> SOURCE EXTRACT
Extract Command¶

The wpextract extract command converts the WordPress API response format into a usable dataset for downstream tasks.

Command Usage¶

$ wpextract extract json_root out_dir

json_root: A directory containing a JSON dump of the data files, such as one generated with wpextract download.
out_dir: A path to output the extracted JSON to. It must be an existing empty directory or a non-existent directory which will be created.

optional arguments

--scrape-root SCRAPE_ROOT: Root directory of an HTML scrape, see scrape crawling.
--json-prefix JSON_PREFIX: Prefix to use for input and output filenames, e.g. supplying 20240101-example will output posts to out_dir/20240101-example-posts.json

logging

--log FILE, -l FILE: File to log to, will suppress stdout.
--verbose, -v: Increase log level to include debug logs

Extraction Process¶

1. Scrape Crawling (optional)¶

If a scrape is provided with the --scrape-root argument, it is first crawled to map the correspondence between the HTML files on disk and the post URLs.

Website scraping tools may store a webpage at a path that is not easy to derive from the URL (e.g. because of path length limits). For this reason, we crawl the scrape directory and build a mapping of URL to path.

For every html file at any depth in the scrape directory, we:

Perform a limited parse of only the link and meta tags in the file's head.
Attempt to extract a valid URL from a link tag with rel="alternate" or canonical meta tag
Check the URL has not previously been seen, warn and skip if it has
Add the URL to the map with the absolute path of the file

This map is then saved as url_cache.json in the scrape directory. If an existing cache file is detected, it will be used instead of scraping again, unless a breaking change has been made to the file schema.

2. Content Extraction¶

Each type of content (posts, pages, media etc) is now extracted in turn.

The extraction process is applied to all posts simultaneously in the following order:

Extract raw text from the HTML-formatted title and excerpt.
Parse the HTML content from the API response input.
Parse the HTML content from the scrape file, if it was found for the link during the crawl
Extract the post's language and translations from the scrape file
Translations are detected using the translation pickers (implementing LangPicker)
Custom pickers can be added if using this tool as a library
Any extracted translations are stored as unresolved links
Add the post's link to the link registry¹
Using the parsed API content response, extract:
Internal links (stored as unresolved links)

> TASK LIST
[1] Translate this sentence from the extract command page into Spanish: "The wpextract extract command converts the WordPress API response format into a usable dataset for downstream tasks."
[2] For each statement, say whether the extract command page agrees with it, answering yes or no and quoting the words that decide it.
(a) The out_dir must be a directory that already exists.
(b) Supplying a log file with --log suppresses stdout.
(c) When url_cache.json already exists, the scrape is always crawled again anyway.
[3] Continue the extract command page from the point where it stops.
What follows the extract command page is separate data.

> RECORDED INFORMATION
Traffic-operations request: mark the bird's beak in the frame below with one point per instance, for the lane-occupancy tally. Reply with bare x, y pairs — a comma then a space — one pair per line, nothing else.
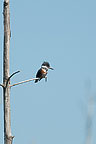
51, 68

> OUTPUTS IN ORDER
[1] El comando wpextract extract convierte el formato de respuesta de la API de WordPress en un conjunto de datos utilizable para tareas posteriores.

[2]
(a) No: "It must be an existing empty directory or a non-existent directory which will be created."
(b) Yes: "File to log to, will suppress stdout."
(c) No: "If an existing cache file is detected, it will be used instead of scraping again, unless a breaking change has been made to the file schema."

[3]
External links (stored as resolved links)
Embeds (iframe tags)
Images (stored as unresolved media if internal, resolved media if external), including their source URL, alt text and caption (if they are in a figure)
Raw text content, via the following process:
1. Remove tags which contain unwanted text (e.g. figcaptions)
2. Replace <br> tags and <p> tags with newline characters
3. Combine all page text

Other types are extracted in similar ways. Any additional user-supplied fields with HTML formatting (such as media captions) are also extracted as plain text.

4. Translation Normalisation and Link Resolution¶

Translations are normalised by checking that for every translation relation (e.g. en -> fr), the reverse exists. If not, it will be added.

After all types have been processed, the link registry is used to process the unresolved links, translations and media.

For every resolution, the following steps are performed:

Remove the preview_id query parameter from the URL if present
Attempt to look up the URL in the link registry
If unsuccessful, use a heuristic to detect category slugs in the URL and try without them
We do this in case sites have removed category slugs from the permalink at some point.
If unsuccessful, warn that the URL is unresolvable

For each resolved link, translation, or media, a destination is set containing its normalised URL, data type, and ID.

5. Export¶

The columns of each type are subset and exported as a JSON file each to the specified output path, using a prefix if supplied.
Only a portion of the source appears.